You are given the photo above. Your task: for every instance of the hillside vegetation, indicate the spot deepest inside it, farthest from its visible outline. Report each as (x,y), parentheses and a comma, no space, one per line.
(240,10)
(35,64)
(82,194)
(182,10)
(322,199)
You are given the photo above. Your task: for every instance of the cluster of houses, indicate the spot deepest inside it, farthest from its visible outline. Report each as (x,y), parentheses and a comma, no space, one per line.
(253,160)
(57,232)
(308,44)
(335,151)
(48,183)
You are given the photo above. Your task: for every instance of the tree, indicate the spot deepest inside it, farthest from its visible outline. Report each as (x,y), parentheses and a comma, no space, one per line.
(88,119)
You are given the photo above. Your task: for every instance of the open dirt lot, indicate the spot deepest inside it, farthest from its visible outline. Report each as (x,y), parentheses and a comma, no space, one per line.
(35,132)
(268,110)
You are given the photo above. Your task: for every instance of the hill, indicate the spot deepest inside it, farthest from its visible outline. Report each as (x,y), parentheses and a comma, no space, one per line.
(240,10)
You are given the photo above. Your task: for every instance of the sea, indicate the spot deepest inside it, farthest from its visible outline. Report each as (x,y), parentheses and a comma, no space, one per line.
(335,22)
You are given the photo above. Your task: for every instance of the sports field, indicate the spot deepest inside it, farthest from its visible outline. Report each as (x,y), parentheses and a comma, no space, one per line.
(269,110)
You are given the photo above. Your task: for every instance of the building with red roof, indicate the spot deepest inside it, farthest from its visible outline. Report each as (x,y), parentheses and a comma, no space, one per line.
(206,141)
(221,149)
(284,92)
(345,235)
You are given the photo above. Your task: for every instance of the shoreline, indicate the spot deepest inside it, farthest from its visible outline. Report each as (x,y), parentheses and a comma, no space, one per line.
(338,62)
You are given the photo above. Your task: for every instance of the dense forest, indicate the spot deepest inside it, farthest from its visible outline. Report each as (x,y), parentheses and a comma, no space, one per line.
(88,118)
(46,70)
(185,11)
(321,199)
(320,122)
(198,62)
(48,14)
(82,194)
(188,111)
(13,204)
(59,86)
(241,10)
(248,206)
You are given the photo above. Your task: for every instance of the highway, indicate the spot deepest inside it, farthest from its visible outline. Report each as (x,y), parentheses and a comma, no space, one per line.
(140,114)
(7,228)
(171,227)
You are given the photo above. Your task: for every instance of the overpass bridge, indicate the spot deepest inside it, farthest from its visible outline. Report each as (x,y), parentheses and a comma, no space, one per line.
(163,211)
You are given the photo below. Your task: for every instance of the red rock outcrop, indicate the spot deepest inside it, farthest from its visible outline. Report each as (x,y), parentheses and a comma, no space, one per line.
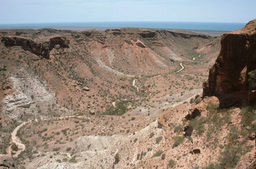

+++

▶ [What this task involves] Reproduce all of the data above, swapping "deepest inside it" for "most interior to it" wherever it appears and changing nothing else. Omit the picture.

▶ [Right answer]
You are given the photo above. Your task: for every instance of the hillside vegetation, indicate the spot most interior to it, farthest from its visible outline. Report each as (x,y), parentheses and a comma, no space, one per line.
(240,10)
(35,64)
(82,194)
(182,10)
(322,199)
You are given the photo above. Your task: for every instance of the cluster of houses, indicate the spot most interior to it, farthest from its visible outline. Report each as (x,y), parentheses and a comma, no space, one per line.
(253,160)
(57,232)
(308,44)
(335,151)
(48,183)
You are given the photo above. Your task: for every instance of the tree, indicate the spot most interior to it, farthest from its visible outline. Report each as (x,y), parentheses and a comma, no space, one per line.
(88,119)
You are given the photo above. Your task: for every instance of the open dirt lot, indicate the spot most interior to it, farthest from its visible outline. Report each as (x,y), parentheses and a comma, no space, one per line.
(35,132)
(268,110)
You are given the photo above. Your task: for every instance of the hill, indicate the spot most interior to it, farthest from its visible outline. Report each as (x,y), parentheses and a comma, no space, one per line.
(240,10)
You are given the photo above. Your task: for every instance of the sea, indicate the spot most interior to it, farthest from its visible outline. Report each as (x,y), parentheses and a comma, no space, one per line.
(335,22)
You are given the photo above. Your task: for every instance of the sports field, indicate the spot most interior to it, farthest from its visible outline. Report each as (x,y), parentheses and a comma, no space, one per line.
(269,110)
You are given the photo above. Your task: for every instance of the building with red roof, indicate the spot most interior to it, farthest from its visible outline. Report each as (x,y), parentheses and a comma, no space, one per line.
(206,141)
(221,149)
(284,92)
(345,235)
You are given the photo above. Your task: for every instance of the shoreline, indicate the spot most interior to it, farthest from its visible outline. Report each as (x,y), parentheses and a comma, no space, one per line.
(338,62)
You are given the photo above. Your task: for every instance of the dense forest, indicate the spot most interior to it, farthest from its visible outline. Report each as (x,y), parentheses and a comma, no space, one per line.
(88,118)
(46,70)
(185,11)
(321,199)
(320,122)
(198,62)
(48,14)
(82,194)
(188,111)
(13,204)
(59,86)
(241,10)
(248,206)
You are given the photo above. Your task: for every instance of the highway, indicate the spot most interior to it, farthest from its visible outline. Report each as (x,y), parentheses and a comma, no space, one per line.
(140,114)
(7,228)
(171,227)
You are given the photo above. Your task: for every instance of the overpass bridge, indicate the spot most interior to it, farthest from its visible outline. Report each as (x,y), parentheses and a comma, no space, one per line.
(163,211)
You are given the photo below. Your task: for every instance of the red rock outcrop, indicate the spot most interior to it, farthest from its visible outline. Report each as (x,y), parentheses and a comma, no space, one per line.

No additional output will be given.